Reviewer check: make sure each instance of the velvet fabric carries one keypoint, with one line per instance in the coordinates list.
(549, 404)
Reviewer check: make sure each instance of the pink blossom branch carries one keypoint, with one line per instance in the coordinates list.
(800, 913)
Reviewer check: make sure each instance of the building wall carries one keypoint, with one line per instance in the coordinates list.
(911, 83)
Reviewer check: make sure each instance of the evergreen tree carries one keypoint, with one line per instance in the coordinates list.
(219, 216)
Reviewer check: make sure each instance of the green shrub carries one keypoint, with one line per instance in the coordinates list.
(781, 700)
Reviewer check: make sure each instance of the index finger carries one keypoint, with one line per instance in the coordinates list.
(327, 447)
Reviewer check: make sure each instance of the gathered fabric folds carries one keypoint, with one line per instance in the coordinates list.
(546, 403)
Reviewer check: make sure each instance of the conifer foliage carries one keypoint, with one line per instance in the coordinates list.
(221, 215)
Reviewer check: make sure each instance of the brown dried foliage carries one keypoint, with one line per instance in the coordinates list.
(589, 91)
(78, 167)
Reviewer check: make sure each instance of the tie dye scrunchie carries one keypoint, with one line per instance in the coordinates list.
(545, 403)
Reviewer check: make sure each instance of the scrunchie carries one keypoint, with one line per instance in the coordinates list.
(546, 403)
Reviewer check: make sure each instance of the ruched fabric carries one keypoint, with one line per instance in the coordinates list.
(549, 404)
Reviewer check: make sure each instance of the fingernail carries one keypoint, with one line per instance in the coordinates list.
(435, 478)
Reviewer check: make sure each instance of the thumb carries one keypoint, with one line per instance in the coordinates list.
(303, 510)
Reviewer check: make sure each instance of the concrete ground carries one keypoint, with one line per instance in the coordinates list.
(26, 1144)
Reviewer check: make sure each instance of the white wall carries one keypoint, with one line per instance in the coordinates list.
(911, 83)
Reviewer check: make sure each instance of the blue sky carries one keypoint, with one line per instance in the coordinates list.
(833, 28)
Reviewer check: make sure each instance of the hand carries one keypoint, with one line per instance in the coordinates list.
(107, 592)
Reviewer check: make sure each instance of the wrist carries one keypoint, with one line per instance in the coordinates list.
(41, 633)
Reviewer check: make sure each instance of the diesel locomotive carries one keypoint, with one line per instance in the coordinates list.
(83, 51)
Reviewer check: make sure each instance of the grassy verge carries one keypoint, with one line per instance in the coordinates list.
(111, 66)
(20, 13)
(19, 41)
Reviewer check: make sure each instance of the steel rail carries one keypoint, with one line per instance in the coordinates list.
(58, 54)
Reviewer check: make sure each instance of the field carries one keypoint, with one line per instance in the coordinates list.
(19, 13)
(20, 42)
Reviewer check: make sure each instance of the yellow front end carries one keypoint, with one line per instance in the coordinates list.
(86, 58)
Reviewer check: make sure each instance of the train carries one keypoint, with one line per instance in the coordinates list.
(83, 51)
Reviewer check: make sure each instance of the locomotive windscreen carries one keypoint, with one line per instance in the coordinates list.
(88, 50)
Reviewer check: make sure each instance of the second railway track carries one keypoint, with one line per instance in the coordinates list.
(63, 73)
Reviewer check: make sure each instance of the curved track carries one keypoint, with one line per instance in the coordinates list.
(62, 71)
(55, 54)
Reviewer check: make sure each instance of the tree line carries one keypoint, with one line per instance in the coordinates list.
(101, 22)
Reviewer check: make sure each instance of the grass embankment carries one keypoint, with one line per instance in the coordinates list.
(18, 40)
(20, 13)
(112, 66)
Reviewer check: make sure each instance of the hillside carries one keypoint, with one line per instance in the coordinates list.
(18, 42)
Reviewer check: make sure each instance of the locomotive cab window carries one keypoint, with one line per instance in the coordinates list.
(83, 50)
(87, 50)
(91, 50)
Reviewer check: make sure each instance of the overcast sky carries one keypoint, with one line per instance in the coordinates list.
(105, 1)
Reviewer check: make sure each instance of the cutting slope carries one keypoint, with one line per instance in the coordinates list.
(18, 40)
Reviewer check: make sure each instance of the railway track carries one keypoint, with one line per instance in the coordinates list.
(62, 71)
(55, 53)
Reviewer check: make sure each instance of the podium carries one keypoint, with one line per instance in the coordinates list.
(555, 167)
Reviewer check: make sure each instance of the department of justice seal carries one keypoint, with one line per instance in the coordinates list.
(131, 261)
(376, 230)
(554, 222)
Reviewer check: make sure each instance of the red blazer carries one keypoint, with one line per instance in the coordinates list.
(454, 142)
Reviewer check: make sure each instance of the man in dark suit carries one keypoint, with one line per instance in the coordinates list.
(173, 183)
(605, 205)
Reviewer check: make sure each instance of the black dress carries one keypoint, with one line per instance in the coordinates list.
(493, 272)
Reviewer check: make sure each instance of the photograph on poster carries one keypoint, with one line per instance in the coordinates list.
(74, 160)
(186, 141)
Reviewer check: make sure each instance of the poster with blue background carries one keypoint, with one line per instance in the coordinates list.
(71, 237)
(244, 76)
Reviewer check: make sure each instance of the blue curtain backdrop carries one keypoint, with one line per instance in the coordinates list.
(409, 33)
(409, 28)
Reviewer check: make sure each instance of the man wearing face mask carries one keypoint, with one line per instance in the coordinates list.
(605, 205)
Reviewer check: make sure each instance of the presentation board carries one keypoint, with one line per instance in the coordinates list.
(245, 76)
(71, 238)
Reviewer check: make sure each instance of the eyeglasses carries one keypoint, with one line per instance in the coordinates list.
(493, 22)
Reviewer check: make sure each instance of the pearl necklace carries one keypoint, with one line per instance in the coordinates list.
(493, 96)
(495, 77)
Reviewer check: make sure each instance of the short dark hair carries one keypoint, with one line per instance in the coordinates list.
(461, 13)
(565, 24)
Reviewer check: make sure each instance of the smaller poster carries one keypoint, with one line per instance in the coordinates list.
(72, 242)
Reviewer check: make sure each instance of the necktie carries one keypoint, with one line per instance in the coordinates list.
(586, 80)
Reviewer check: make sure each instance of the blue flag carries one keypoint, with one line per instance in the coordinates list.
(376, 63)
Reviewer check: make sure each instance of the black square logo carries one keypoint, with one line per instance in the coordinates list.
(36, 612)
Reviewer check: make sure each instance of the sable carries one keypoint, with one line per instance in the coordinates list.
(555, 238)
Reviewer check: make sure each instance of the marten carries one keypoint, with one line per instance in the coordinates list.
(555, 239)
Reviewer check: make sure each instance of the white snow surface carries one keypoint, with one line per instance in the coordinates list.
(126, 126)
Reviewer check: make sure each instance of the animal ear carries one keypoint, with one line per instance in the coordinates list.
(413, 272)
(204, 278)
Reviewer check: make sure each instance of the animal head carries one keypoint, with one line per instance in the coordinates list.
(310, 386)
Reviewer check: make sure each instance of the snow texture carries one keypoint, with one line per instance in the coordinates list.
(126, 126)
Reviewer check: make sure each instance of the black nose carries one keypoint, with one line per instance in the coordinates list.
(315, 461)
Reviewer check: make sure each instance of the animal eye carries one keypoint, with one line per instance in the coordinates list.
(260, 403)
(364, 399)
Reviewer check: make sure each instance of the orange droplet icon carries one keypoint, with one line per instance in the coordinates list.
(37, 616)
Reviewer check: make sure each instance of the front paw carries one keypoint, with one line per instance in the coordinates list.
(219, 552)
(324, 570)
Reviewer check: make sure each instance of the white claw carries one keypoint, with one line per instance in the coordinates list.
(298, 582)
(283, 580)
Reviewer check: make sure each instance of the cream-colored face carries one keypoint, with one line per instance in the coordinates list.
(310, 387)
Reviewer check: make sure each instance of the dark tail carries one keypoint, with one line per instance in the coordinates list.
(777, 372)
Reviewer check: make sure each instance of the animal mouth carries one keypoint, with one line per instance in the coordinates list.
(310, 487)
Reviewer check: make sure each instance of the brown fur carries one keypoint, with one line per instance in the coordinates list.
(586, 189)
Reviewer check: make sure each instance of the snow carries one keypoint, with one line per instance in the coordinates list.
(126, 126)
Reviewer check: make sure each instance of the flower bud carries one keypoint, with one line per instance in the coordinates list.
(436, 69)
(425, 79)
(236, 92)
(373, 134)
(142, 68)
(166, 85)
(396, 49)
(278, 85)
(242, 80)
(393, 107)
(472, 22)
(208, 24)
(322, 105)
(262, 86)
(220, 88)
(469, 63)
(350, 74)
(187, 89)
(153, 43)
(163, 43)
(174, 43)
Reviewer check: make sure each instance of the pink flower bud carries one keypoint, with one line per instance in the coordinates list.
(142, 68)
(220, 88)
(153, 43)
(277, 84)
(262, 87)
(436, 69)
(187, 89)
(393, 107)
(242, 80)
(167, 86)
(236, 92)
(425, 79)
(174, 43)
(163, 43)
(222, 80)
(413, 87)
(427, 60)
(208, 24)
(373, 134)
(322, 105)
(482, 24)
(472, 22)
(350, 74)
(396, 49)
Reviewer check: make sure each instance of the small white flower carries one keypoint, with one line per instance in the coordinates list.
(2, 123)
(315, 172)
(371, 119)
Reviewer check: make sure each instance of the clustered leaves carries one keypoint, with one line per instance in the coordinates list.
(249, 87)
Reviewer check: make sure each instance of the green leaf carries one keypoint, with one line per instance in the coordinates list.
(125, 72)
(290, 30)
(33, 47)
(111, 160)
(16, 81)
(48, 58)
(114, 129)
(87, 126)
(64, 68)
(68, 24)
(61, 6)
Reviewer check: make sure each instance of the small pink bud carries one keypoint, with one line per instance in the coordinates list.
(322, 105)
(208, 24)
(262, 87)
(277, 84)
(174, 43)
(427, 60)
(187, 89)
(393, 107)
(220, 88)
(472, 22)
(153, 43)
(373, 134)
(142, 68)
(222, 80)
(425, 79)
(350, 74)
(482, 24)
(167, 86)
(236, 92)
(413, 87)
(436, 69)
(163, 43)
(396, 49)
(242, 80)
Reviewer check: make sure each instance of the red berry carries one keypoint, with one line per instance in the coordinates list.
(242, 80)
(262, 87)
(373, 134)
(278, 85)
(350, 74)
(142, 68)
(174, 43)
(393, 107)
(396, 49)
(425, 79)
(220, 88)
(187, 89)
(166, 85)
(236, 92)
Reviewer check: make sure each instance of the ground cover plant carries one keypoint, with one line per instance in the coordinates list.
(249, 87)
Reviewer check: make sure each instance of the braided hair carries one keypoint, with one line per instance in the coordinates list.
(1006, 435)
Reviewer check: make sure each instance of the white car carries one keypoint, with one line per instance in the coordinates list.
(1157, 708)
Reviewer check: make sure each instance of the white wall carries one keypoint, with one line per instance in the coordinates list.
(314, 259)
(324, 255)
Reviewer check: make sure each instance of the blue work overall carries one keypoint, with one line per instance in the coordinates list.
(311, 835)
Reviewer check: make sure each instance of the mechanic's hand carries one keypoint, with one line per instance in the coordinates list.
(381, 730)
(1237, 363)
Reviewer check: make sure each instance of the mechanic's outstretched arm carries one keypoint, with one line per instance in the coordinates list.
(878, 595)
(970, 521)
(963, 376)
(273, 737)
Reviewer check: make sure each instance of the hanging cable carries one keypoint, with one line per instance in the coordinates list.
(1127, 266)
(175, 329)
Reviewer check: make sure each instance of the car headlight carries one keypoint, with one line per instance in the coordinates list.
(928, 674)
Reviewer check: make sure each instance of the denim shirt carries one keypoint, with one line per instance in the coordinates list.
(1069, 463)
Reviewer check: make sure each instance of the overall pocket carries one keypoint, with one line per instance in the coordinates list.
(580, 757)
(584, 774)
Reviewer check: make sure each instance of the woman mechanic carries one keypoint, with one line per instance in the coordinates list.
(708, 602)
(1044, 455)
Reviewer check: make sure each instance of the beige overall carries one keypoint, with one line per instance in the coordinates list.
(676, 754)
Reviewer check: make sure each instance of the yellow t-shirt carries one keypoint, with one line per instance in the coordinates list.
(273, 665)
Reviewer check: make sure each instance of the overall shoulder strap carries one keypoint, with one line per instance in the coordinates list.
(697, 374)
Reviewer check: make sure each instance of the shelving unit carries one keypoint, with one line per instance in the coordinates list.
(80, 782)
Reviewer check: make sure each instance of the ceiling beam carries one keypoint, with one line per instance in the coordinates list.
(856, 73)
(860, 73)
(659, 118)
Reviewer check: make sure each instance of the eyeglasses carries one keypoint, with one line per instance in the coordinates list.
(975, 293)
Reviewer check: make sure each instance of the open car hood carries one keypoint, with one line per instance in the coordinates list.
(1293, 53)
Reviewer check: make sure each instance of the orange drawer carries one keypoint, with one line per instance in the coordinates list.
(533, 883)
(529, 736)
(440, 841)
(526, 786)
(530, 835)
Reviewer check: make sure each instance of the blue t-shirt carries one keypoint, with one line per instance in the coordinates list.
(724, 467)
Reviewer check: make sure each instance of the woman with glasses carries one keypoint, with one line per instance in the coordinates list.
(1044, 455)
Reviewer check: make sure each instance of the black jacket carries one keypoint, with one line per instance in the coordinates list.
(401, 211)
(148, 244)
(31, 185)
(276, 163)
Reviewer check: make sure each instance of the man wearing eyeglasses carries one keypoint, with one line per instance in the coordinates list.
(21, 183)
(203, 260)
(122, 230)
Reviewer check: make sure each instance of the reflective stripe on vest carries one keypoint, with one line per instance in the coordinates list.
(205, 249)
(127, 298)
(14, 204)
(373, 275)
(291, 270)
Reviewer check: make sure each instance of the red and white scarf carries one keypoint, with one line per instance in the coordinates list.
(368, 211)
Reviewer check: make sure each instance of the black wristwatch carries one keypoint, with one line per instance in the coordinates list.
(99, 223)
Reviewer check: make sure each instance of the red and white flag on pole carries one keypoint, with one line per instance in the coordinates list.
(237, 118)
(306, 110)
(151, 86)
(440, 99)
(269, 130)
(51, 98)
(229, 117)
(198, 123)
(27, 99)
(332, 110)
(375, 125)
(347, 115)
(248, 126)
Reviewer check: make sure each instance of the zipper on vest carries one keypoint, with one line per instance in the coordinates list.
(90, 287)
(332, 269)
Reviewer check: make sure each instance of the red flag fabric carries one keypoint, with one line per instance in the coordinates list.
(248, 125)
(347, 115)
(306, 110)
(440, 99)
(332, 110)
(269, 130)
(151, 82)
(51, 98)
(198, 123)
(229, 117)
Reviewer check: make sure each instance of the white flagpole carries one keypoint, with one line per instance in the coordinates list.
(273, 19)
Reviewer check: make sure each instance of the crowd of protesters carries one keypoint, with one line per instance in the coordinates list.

--

## AIM OF THE TASK
Precisely the line with "man wearing eyeglasses" and the lines after it, up to the last line of the entries above, are to be reproduced, and nothing more.

## EXERCISE SOLUTION
Reviewer check: make sure each instance of the man wearing eyeglasses carries one keypoint, with one line per instance in the coordinates list.
(21, 183)
(203, 260)
(122, 230)
Reviewer check: make sure each instance of the reflective stripe on vest carries one keypoint, with one line per instance in the coordinates list.
(205, 249)
(127, 298)
(14, 204)
(373, 275)
(291, 270)
Reviewer check: make sure each instance of the red and white scarf carries one keypoint, with one line per instance in the coordinates list.
(368, 211)
Reviewer check: make sure each instance of the black wristwatch carries one keypoint, with one line per instance in the coordinates list.
(99, 223)
Reviewer check: make sure each instance of the red and white flag on pole carries one keypoint, with one line per instance in the coordinates list.
(237, 118)
(306, 110)
(151, 86)
(440, 99)
(269, 130)
(51, 98)
(229, 117)
(198, 123)
(27, 99)
(332, 110)
(375, 125)
(347, 115)
(248, 126)
Reviewer check: make sure each instance of the zipper on vest carries one keypoint, with one line per instance in the coordinates list.
(90, 287)
(332, 269)
Reviewer check: make sure each instance of the red flag fabric carries one keypoint, with one line per instance in the coordinates list.
(248, 125)
(347, 115)
(306, 110)
(440, 99)
(332, 110)
(269, 130)
(151, 82)
(51, 98)
(198, 123)
(229, 117)
Reviewer check: make sure each instance of the white flagpole carries one keypoint, with one line per instance in the coordinates list.
(273, 19)
Reviewer check: make sure each instance of the crowd of protesters carries one keypoint, with one line per instance in the coordinates list.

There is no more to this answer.